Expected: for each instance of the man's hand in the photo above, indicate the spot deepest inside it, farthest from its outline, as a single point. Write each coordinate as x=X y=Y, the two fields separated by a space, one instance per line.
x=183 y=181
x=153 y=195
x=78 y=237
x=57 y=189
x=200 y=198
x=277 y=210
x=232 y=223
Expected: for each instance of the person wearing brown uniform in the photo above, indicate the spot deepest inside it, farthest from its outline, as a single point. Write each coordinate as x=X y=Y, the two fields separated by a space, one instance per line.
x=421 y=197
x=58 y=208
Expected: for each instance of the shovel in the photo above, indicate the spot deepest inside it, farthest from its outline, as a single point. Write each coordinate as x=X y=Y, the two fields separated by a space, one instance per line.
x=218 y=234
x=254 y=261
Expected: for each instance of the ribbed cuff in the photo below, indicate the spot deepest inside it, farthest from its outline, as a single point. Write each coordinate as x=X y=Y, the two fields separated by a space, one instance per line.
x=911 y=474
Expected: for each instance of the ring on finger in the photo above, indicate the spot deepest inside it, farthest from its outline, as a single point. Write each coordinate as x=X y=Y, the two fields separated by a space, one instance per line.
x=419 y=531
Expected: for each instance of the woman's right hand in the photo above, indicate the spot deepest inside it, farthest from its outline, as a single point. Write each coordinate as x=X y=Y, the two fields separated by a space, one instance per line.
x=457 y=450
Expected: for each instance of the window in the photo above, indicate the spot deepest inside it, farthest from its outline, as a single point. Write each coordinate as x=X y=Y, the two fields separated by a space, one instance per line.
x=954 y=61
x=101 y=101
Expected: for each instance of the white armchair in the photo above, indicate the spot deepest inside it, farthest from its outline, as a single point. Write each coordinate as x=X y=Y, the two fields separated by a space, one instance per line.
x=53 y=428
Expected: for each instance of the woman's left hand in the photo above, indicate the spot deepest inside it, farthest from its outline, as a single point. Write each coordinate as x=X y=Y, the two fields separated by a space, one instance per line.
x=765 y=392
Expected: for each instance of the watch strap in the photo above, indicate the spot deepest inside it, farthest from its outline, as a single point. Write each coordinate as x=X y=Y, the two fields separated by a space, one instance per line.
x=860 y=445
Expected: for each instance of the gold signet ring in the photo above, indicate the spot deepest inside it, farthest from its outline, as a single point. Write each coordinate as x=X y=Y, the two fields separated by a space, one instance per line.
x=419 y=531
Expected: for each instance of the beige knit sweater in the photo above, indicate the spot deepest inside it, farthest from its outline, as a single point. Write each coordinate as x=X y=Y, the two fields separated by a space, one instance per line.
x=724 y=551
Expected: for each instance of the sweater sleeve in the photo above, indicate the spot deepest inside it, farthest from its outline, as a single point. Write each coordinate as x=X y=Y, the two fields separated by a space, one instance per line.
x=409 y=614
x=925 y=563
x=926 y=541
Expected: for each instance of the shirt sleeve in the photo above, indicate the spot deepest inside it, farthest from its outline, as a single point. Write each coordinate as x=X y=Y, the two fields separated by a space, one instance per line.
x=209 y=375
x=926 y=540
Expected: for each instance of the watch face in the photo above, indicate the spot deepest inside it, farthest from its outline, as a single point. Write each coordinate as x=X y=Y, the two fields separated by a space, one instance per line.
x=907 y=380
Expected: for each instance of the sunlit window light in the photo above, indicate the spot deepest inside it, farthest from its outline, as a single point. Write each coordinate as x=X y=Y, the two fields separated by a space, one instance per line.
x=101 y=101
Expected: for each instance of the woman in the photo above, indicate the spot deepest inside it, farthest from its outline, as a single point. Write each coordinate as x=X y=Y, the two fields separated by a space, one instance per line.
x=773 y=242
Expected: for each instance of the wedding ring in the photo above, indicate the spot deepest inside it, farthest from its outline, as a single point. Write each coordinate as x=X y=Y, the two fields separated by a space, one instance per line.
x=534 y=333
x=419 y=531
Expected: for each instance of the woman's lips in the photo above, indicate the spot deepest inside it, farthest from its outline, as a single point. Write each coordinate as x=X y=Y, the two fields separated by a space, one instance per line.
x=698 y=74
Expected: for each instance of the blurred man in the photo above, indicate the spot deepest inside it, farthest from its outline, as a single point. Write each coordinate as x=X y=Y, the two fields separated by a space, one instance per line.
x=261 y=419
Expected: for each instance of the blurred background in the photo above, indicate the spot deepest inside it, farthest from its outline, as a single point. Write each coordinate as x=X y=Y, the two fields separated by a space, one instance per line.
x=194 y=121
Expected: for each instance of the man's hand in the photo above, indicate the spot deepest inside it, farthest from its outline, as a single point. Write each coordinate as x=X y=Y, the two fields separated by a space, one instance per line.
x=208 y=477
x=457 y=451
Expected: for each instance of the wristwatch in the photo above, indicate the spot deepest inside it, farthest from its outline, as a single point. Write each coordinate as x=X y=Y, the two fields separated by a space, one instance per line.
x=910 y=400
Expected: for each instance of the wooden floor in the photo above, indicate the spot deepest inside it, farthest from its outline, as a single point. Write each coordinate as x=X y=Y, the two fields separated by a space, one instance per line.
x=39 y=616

Compito da svolgere
Disponi tutte le voci qui sopra in un CSV a due colonne, intitolate testo e risposta, con una riga per voce. Metti ogni campo tra virgolette e sostituisci gli a capo con spazi.

Soluzione proposta
testo,risposta
"Expected: for each instance of the man's hand in the photo above, indicate the spot deepest inside it, farthest from its outline, as a single point. Write each coordinate as x=X y=Y, the two fields separated by a space, one instance per line.","x=183 y=181 x=153 y=195 x=78 y=237 x=57 y=189 x=200 y=198 x=277 y=210 x=232 y=223"
"Expected: for each instance of the person wearing brown uniform in the photo above, indicate the spot deepest inside it, farthest from its outline, as a single point. Write each coordinate as x=X y=Y, the two fields separated by a space, one instance per line.","x=421 y=197 x=58 y=208"
"Expected: for each instance of the shovel in the photo above, indicate the spot deepest inside it, farthest from its outline, as a single point. Write each coordinate as x=X y=Y, the two fields separated by a space, one instance per line.","x=218 y=234 x=254 y=261"
"Expected: for each instance of the ribbed cuff in the photo below, indicate the spot deepest inside it, farthest from its outline, as a single point. Write each coordinate as x=X y=Y, the two fields separated by a space, one instance per line.","x=911 y=474"
"Expected: for each instance of the ring on finger in the photo above, indicate the spot deepest inside it, farthest from its outline, as a single point. Write each coordinate as x=X y=Y, the two fields separated by a space, one instance per line.","x=419 y=531"
"Expected: for each instance of the woman's right hand in the photo above, indicate the spot deepest inside it, farthest from its outline, as a single point. Write each coordinate as x=X y=Y, the two fields separated by a space, one instance per line.","x=457 y=450"
"Expected: for each instance of the window in the photo above, indicate the spot deepest inside it, farthest from its outline, as a single point. Write each coordinate as x=X y=Y, the two fields separated by a space, one instance per line.","x=954 y=61 x=101 y=101"
"Expected: for each instance of the white armchair in the photo above, indicate the spot deepest inside it, farthest from its outline, as a single point. Write each coordinate as x=X y=Y, the two fields separated by a space, one instance per line.","x=53 y=428"
"Expected: for each instance of the woman's left hand in the photo above, indicate the spot deepest inside it, farthest from its outline, as a single point. Write each coordinate as x=X y=Y, the two fields separated by a space, one instance per line.","x=765 y=392"
"Expected: for each instance of the watch strap in the photo above, indicate the spot deepest inside it, farthest from its outline, as a single point. Write each coordinate as x=X y=Y, the two fields separated by a space, one instance per line.","x=860 y=445"
"Expected: for each instance of the gold signet ring in the photo above, indicate the spot deepest inside it, farthest from its outline, as a single point. Write each coordinate as x=X y=Y, the two fields separated by a space, one instance per line.","x=419 y=531"
"Expected: for each instance of the beige knit sweater in the photo above, indicate the spot deepest inside it, farthest from its outline, as a single point. Write each coordinate as x=X y=Y, the two fields separated by a space, one instance per line.","x=724 y=551"
"Expected: for each instance of the sweater sleeve in the photo above, indicate the spot deepest inside it, farthest from its outline, as a single point. Write each coordinate as x=X y=Y, the two fields separated by a space, one instance per line.","x=409 y=614 x=925 y=563 x=926 y=541"
"Expected: for each instance of the shirt sleeve in the photo above, indicate the spot deepest inside it, farthest from its outline, as a single point. Write each coordinate as x=X y=Y, the two fields separated by a space, one instance per line.","x=209 y=375 x=926 y=540"
"Expected: for each instance of the watch face in the photo above, indicate the spot deepest inside it, farthest from its outline, as a single point. Write each coordinate as x=X y=Y, the two fields separated by a space, one instance per line.","x=907 y=380"
"Expected: for each instance of the sunlit window light in the photo above, indicate the spot deepest inside it, farthest from its outline, as a single point. Write each coordinate as x=X y=Y, the two fields separated by a space, one instance per line.","x=101 y=101"
"Expected: for each instance of the woman in the photo above, indicate the spot deepest inside it, farthest from its outline, as a single point. Write each coordinate as x=X y=Y, the two fields separated by a space, one instance per line.","x=773 y=242"
"Expected: for each instance of the wedding ring in the photo above, indicate the spot deepest inside it, farthest from its outline, as a single point. Write each coordinate as x=X y=Y, the two fields separated by a space, one instance per line.","x=534 y=333 x=419 y=531"
"Expected: for each instance of the woman's lips in the photo above, indicate the spot deepest inside it, farthest from its outline, as a single point. Write each coordinate as x=X y=Y, the two fields separated by a space, one instance per line.","x=698 y=74"
"Expected: for each instance of the blurred man in the photo above, indicate the spot deepest inside it, farthest from its outline, as a single point. Write each coordinate as x=X y=Y, the two fields separated by a space, one instance per line.","x=261 y=419"
"Expected: for each instance of the blurred background in the photo above, indicate the spot deepest inside it, farthest from its outline, as a single point. Write each coordinate as x=X y=Y, the two fields separated by a space, one instance per line.","x=194 y=121"
"Expected: for each instance of the man's hand in the photo above, indicate the spot deepest inside it, farthest from its outline, as a single point. Write each coordinate as x=X y=Y, the two fields separated by a space, one instance per line.","x=208 y=477 x=457 y=451"
"Expected: for each instance of the wristwatch in the photo above, indicate the spot deepest inside it, farthest from its outline, as a single point. Write each coordinate as x=X y=Y, the two fields separated by a space, one instance per line.","x=910 y=400"
"Expected: for each instance of the wooden floor in the photo above, indicate the spot deepest inside it, farthest from its outline, as a single point. Write each coordinate as x=X y=Y, the two fields separated by a space, one instance per line.","x=39 y=616"